Texto seleccionado >>
Donó lo que más quería: sus obras
Lo que más le importaba a Joan Miró era su obra. Un ejemplo definitivo. En una Francia vencida y ante la inminente invasión nazi, se impone la huida y camino de la estación Miró dice a su esposa que lleve de la mano a la hija, pues él ya cuidará de las Constel·lacions.
Cuando en 1968 se le dedicó la formidable exposición retrospectiva en el hospital de la Santa Creu, fue un momento crucial de su relación odio-amor con la ciudad de Barcelona.
Importa recordar que los inicios del pintor con su ciudad habían sido pésimos, al descubrir que su arte no solo no gustaba, sino que era menospreciado, ridiculizado y hasta agredido. Una Barcelona que calificó de pestilente y su padre eran en aquel entonces una simbiosis de lo que más detestaba, hasta provocarle una repugnancia de lo más concreta e insuperable. Baste recordar que llegó a vender la casa del pasaje del Crèdit, en la que había nacido y pintado.
Su relación con Barcelona comenzó a cambiar a mediados de los años 50, con las exposiciones que le dedicaban los Gaspares en su acreditada galería de Consell de Cent. El ambiente ya era distinto y se percataba de que su obra se apreciaba.
Y comenzó a trenzarse una sintonía de lo más estimulante en ambas direcciones. Buena prueba de ello fue que me confiara de su puño y letra (entregué este manuscrito a la Fundació Miró) lo que se proponía donar a Barcelona: el mural del aeropuerto, el pavimento de la Rambla, una gran escultura en la Diagonal y su fundación. La primicia la publiqué en La Vanguardia.
El día que se representó en el Liceu Morí el Merma le reconocí mucho más emocionado que cuando se había estrenado en Palma de Mallorca: un triunfo espectacular y multitudinario en la catedral de la burguesía, algo que su padre nunca imaginó, al estar convencido de que su hijo pintor sería un don nadie.

Datos proporcionados >>

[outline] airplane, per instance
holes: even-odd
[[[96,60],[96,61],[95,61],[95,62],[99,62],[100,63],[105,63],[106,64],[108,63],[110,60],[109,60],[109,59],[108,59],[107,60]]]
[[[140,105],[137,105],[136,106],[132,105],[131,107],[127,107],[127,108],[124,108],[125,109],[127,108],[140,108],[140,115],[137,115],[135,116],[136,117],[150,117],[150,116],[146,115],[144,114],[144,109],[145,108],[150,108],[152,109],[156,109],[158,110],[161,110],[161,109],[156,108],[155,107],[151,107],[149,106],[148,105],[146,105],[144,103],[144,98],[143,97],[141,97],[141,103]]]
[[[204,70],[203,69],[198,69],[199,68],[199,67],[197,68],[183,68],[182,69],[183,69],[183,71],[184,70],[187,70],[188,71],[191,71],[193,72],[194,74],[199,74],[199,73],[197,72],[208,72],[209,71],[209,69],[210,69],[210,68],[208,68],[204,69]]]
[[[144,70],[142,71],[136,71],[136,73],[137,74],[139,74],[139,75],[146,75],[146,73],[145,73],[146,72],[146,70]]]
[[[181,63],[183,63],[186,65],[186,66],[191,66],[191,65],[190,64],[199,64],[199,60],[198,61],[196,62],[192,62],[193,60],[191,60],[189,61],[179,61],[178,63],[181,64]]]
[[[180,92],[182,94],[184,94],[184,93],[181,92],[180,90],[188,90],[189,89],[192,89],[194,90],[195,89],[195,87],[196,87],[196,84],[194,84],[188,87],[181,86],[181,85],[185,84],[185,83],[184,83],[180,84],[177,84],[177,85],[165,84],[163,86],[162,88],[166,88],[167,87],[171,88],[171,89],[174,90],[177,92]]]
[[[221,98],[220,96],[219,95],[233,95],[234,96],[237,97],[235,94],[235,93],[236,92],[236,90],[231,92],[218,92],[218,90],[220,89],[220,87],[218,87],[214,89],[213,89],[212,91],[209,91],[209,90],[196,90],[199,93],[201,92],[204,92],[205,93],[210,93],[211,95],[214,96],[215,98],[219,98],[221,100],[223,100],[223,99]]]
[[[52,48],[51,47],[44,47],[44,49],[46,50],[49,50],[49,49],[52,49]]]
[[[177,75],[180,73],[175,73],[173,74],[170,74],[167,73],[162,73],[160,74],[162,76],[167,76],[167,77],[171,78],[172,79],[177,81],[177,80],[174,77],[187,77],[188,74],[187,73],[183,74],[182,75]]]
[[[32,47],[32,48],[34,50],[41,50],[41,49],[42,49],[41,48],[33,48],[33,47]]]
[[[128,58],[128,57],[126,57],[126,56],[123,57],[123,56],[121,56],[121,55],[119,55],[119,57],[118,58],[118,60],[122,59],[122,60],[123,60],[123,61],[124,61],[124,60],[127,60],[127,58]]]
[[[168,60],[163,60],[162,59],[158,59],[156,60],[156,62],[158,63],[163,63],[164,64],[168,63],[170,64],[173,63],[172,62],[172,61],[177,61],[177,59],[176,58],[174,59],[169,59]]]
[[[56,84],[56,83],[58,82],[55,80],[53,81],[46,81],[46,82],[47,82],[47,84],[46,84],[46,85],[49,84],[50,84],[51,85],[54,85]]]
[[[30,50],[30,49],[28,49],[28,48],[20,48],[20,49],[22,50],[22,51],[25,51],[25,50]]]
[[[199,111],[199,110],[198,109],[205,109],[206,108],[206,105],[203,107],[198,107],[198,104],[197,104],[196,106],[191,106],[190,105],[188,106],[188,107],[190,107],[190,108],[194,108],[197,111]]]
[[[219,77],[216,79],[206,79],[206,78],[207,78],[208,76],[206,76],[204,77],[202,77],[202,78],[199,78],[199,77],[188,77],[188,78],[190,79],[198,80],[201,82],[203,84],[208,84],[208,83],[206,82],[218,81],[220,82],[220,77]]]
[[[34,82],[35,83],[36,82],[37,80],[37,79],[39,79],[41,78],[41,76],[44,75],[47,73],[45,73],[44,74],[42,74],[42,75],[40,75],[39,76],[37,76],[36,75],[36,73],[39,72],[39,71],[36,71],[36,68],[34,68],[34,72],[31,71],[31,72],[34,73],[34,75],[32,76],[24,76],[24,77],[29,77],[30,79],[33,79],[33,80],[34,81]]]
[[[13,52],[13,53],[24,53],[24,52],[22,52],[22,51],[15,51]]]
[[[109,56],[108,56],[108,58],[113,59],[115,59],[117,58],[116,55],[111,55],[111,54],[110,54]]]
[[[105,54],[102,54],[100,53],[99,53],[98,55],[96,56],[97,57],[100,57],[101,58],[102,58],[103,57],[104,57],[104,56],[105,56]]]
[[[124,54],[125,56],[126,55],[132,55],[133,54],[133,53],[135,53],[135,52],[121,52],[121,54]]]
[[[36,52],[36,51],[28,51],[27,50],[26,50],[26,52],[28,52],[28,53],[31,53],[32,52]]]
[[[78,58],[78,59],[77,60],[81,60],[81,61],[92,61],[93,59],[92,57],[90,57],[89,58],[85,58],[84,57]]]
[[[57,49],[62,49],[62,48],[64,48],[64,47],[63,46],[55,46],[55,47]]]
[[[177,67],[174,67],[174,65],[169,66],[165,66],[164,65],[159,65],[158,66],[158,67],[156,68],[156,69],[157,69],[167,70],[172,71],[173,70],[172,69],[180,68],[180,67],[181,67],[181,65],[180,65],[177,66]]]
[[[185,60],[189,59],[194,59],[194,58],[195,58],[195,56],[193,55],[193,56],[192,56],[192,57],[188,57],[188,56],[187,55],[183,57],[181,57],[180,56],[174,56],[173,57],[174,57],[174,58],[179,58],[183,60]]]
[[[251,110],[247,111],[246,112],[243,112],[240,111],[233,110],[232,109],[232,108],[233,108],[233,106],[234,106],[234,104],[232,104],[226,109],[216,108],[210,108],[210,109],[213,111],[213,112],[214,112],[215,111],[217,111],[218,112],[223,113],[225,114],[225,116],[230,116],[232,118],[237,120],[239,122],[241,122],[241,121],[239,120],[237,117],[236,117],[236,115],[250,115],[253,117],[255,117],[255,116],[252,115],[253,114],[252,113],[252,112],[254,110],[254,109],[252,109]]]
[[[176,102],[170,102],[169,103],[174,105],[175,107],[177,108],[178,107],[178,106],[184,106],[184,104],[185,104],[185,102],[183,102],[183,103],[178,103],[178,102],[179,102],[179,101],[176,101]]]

Preguntas de estudio >>
1. En el texto sobre Joan Miró, ¿en qué año se le dedicó la exposición retrospectiva en el hospital de la Santa Creu?
2. Sigue escribiendo el texto sobre Joan Miró a partir de su última oración.

Respuestas esperadas >>
1. En 1968.

2.
Así pues, estimulado por su amigo del alma Joan Prats, amén de la colaboración desinteresada del querido arquitecto Josep Lluís Sert y el respetado notario Raimon Noguera, junto con un Ayuntamiento de Barcelona que ofreció todas las facilidades, se hizo realidad el CEAC, que él mismo quiso rotular para enmarcar la entrada principal. Y es que él siempre insistió en que deseaba un Centre d’estudi d’art Contemporani, que no un museo a su honra y gloria. Estaba de vuelta de todo eso, y me lo justificaba así, expresión característica de su radical estilo altruista: “Vull que sigui com aquest bloc. Jo ompliré la primera página i els altres ompliran les següents.”
Con su generosidad proverbial donó a Barcelona lo que más estimaba: sus obras. El patronato y la dirección han llevado a cabo una gestión impecable. Sin embargo, las instituciones no han estado últimamente a la altura de las circunstancias. Y ante la tan grave crisis presente, amenaza de nuevo la incertidumbre. Cuando se perfilan sombrías perspectivas económicas, hay que afinar más que nunca las prioridades. Una franquicia como la del Hermitage no es ahora una opción estimable, cuando resulta imprescindible fortalecer una Fundació Miró que ha confirmado ser un valor de primera clase y encima propio para la marca Barcelona en el panorama mundial.